TASKS TO PERFORM:
**A.** Answer these questions using the operations call page:
(i) Which service is used for remote participation?
(ii) Where is the pass code provided?
(iii) At what time should the meeting normally end?
**B.** List every purpose of the meeting that the operations call page names.
**C.** Using the operations call page, decide whether each statement is true. Answer yes or no, and quote the words that settle it.
(i) The meeting can run as late as 15:30.
(ii) The meeting is meant for scheduling interventions at Tier-2 sites.
(iii) A topic that needs information from sites should be announced by email beforehand.

SOURCE TEXT:
++++++++++

Week of 210329

WLCG Operations Call details

  • For remote participation we use Zoom: https://cern.zoom.us/j/99591482961
    • The pass code is provided on the wlcg-operations list.
    • You can contact the wlcg-ops-coord-chairpeople list (at cern.ch) if you do not manage to subscribe.

General Information

  • The purpose of the meeting is:
    • to report significant operational issues (i.e. issues which can or did degrade experiment or site operations) which are ongoing or were resolved after the previous meeting;
    • to announce or schedule interventions at Tier-1 sites;
    • to inform about recent or upcoming changes in the experiment activities or systems having a visible impact on sites;
    • to provide important news about the middleware;
    • to communicate any other information considered interesting for WLCG operations.
  • The meeting should run from 15:00 Geneva time until 15:20, exceptionally to 15:30.
  • The SCOD rota for the next few weeks is at ScodRota
  • Whenever a particular topic needs to be discussed at the operations meeting requiring information from sites or experiments, it is highly recommended to announce it by email to wlcg-scod@cernSPAMNOTNOSPAMPLEASE.ch to allow the SCOD to make sure that the relevant parties have the time to collect the required information, or invite the right people at the meeting.

++++++++++

Data extracted from a collection

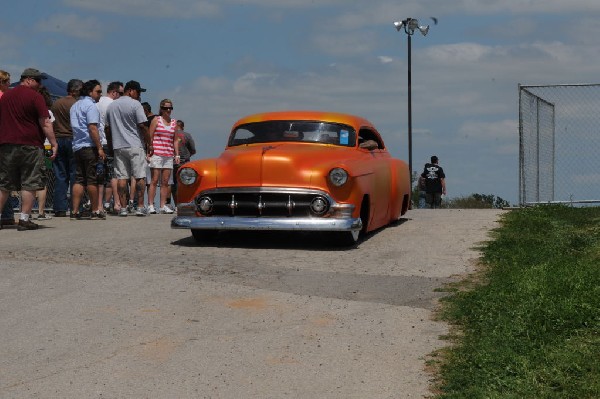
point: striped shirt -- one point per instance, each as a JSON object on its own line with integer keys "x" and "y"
{"x": 163, "y": 138}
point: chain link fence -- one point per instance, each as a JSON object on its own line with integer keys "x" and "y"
{"x": 559, "y": 140}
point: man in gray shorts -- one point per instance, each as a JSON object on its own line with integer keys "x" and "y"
{"x": 128, "y": 135}
{"x": 24, "y": 123}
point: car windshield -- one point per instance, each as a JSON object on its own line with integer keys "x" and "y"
{"x": 295, "y": 131}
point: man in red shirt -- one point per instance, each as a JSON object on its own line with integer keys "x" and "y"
{"x": 24, "y": 125}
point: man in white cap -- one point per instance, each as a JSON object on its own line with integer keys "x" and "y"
{"x": 127, "y": 133}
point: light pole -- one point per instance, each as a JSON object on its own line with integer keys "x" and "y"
{"x": 409, "y": 25}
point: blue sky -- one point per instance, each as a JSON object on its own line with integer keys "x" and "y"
{"x": 219, "y": 60}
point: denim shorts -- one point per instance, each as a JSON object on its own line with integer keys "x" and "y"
{"x": 159, "y": 162}
{"x": 21, "y": 167}
{"x": 130, "y": 162}
{"x": 86, "y": 160}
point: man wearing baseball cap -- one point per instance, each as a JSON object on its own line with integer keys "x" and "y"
{"x": 128, "y": 135}
{"x": 24, "y": 125}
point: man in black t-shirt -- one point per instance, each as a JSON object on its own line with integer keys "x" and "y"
{"x": 435, "y": 183}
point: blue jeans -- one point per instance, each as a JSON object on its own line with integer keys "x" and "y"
{"x": 64, "y": 173}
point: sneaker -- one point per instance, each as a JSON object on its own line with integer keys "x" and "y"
{"x": 7, "y": 222}
{"x": 166, "y": 209}
{"x": 85, "y": 214}
{"x": 98, "y": 215}
{"x": 26, "y": 225}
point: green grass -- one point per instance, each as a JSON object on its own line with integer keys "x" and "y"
{"x": 528, "y": 325}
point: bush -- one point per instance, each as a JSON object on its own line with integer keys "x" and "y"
{"x": 476, "y": 201}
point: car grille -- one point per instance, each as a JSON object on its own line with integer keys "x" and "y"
{"x": 263, "y": 204}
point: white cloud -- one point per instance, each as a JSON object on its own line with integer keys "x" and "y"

++++++++++

ANSWERS FOR THIS EXERCISE:
**A.**
(i) Zoom
(ii) On the wlcg-operations list
(iii) 15:20 Geneva time

**B.**
- To report significant operational issues that are ongoing or were resolved after the previous meeting
- To announce or schedule interventions at Tier-1 sites
- To inform about recent or upcoming changes in the experiment activities or systems having a visible impact on sites
- To provide important news about the middleware
- To communicate any other information considered interesting for WLCG operations

**C.**
(i) Yes: "exceptionally to 15:30"
(ii) No: "to announce or schedule interventions at Tier-1 sites"
(iii) Yes: "it is highly recommended to announce it by email"